* _PROMPT A_
According to the passage on the classroom marriage simulation, how many hours did students with an eviction notice have to pay their past due rent?
* _PROMPT B_
Reproduce the passage on the classroom marriage simulation word for word, starting at "SAY IT AINT" and ending at "the divorce consequences.".

* _SUPPLIED TEXT_

The wedding coordinator and wedding assistants were key helpers on the day of the event. They helped the brides get ready in the restrooms before the event. They played the music when directed, they helped cut and hand out cake to the attendees. I would wear my graduation gown with a white turtle neck to look like clergy. I would meet with the grooms and brides separately and have them pick the Ring Pop they will be giving to their partner.  At the start of the wedding, I would have Pacabel’s Canon in D, playing to create the mood, I would walk in with all the grooms (I had as many as 7 marriages at a time). I would welcome the attendees and talk about behavior during the ceremony. Then I would have the music person cue, Here Comes the Bride and I would ask everyone to stand. The coordinator would release each bride one at a time until they were standing next to their partner. Once all the brides had entered the music was stopped and I would begin the ceremony. I had the Wedding Script ready in hand and would read it. After the ceremony, I would have the music assistant play the Wedding March.  I would meet with everyone, take pictures of the couples, the group and pretend they were cutting the cake, and then hand them their certificates. Following pictures, the Wedding Coordinator and team would cut the cake and pass out the pieces to everyone. They would also be responsible for cleaning up after the event.



SAY IT AINT SO! -  DIVORCE

I encourage all the students to ride out the marriage simulation until the end of the school year. I never had one choose divorce, but have built in what would happen if the students wanted to divorce. You can find the ramifications of this at the bottom of the MARRIAGE SHEET. Most kids, even though it might not be ideal, for example, if they were a couple and broke up, continue to do the personal finance together instead of dealing with the divorce consequences.


EVICTION NOTICES

Every year I have students who just don’t complete their personal finances, Sometimes in the spring I will have a small group of kids who have not made any rent payments and have not paid bills (usually for 3 months).  One year I had a large group in this situation and it irritated me, so I decided to provide them with a learning opportunity of what happens when you don’t pay rent. On a Monday when they entered class, I handed them an “Eviction Notice” and would not let them enter class. I told them a lock was placed on their virtual door so they could not get in their apartment and they had 48 hours to complete their personal finance requirements and pay their past due rent or they would need to find another place to live. I would not let them enter the office and they had to work in the hallway outside my door to get everything paid by the end of the next day. The responsible kids got a good laugh about the “freeloaders”. By the end of the two days, everyone completed their task and the situation did not occur again.

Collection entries
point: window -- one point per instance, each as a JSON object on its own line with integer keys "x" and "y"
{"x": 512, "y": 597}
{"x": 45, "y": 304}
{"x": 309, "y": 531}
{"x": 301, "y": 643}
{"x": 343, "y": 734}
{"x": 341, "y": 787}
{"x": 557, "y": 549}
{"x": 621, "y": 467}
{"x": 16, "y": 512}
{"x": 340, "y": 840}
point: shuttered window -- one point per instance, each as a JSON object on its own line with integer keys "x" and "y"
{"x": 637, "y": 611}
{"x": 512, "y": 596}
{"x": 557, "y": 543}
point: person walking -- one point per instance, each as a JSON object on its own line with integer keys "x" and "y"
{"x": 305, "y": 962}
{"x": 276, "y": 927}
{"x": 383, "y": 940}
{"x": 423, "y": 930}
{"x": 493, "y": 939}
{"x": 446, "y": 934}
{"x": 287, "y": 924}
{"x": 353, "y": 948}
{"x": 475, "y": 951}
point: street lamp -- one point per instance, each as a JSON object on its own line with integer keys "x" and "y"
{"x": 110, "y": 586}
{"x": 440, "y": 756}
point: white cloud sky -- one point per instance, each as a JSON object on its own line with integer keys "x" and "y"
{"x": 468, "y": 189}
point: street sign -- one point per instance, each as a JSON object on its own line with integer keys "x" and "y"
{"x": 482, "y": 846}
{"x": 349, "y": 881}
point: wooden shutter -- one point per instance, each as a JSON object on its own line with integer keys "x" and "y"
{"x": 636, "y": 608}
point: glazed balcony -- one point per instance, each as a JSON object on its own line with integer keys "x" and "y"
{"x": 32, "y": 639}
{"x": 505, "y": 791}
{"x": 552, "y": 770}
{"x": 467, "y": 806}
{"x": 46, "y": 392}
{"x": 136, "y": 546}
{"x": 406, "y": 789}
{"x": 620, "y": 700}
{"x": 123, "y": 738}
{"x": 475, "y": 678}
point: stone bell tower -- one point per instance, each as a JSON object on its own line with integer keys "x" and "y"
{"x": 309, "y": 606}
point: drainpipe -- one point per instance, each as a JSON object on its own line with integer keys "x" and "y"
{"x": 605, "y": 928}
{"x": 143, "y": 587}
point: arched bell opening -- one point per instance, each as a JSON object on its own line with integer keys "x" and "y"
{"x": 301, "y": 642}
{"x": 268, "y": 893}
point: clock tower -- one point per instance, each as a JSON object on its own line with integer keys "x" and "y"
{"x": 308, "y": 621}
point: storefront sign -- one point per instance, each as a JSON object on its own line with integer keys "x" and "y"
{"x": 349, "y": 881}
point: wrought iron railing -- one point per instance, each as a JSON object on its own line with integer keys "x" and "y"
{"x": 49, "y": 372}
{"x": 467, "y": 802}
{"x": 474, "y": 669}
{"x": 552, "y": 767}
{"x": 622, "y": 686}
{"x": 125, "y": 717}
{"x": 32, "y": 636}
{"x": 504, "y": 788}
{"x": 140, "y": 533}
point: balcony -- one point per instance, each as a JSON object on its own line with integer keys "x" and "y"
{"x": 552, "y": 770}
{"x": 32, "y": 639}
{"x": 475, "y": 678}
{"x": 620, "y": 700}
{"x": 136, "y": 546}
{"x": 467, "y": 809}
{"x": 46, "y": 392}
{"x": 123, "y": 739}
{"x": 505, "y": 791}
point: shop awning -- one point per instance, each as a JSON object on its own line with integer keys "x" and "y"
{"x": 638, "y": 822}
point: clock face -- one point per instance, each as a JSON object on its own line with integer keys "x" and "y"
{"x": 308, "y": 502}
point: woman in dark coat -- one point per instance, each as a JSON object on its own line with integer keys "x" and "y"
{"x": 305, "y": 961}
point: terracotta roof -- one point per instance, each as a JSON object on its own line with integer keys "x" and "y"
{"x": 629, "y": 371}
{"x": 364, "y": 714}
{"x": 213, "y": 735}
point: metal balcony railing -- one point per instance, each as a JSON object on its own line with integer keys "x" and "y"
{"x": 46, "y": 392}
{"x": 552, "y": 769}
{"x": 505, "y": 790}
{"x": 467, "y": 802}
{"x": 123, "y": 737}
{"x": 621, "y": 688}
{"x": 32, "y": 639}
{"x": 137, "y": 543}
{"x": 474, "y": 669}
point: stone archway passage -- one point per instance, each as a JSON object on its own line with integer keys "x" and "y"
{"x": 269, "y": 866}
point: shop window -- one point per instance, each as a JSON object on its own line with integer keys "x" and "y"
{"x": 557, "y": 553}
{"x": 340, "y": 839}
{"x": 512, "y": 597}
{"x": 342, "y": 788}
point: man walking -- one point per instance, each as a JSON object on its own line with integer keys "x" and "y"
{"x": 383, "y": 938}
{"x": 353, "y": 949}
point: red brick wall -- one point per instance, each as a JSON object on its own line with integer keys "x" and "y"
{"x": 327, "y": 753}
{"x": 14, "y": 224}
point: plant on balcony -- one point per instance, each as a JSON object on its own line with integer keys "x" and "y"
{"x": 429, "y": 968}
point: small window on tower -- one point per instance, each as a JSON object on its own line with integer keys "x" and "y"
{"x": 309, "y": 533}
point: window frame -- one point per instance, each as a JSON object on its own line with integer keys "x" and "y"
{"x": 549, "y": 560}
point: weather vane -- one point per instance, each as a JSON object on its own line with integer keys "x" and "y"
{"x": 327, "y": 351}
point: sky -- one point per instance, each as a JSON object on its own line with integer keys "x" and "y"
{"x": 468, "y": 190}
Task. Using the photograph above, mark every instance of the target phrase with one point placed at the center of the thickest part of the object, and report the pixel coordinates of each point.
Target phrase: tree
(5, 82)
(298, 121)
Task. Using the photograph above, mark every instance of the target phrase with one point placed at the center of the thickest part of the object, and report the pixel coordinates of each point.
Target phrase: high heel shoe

* _EXERCISE RESPONSE A_
48 hours

* _EXERCISE RESPONSE B_
SAY IT AINT SO! -  DIVORCE

I encourage all the students to ride out the marriage simulation until the end of the school year. I never had one choose divorce, but have built in what would happen if the students wanted to divorce. You can find the ramifications of this at the bottom of the MARRIAGE SHEET. Most kids, even though it might not be ideal, for example, if they were a couple and broke up, continue to do the personal finance together instead of dealing with the divorce consequences.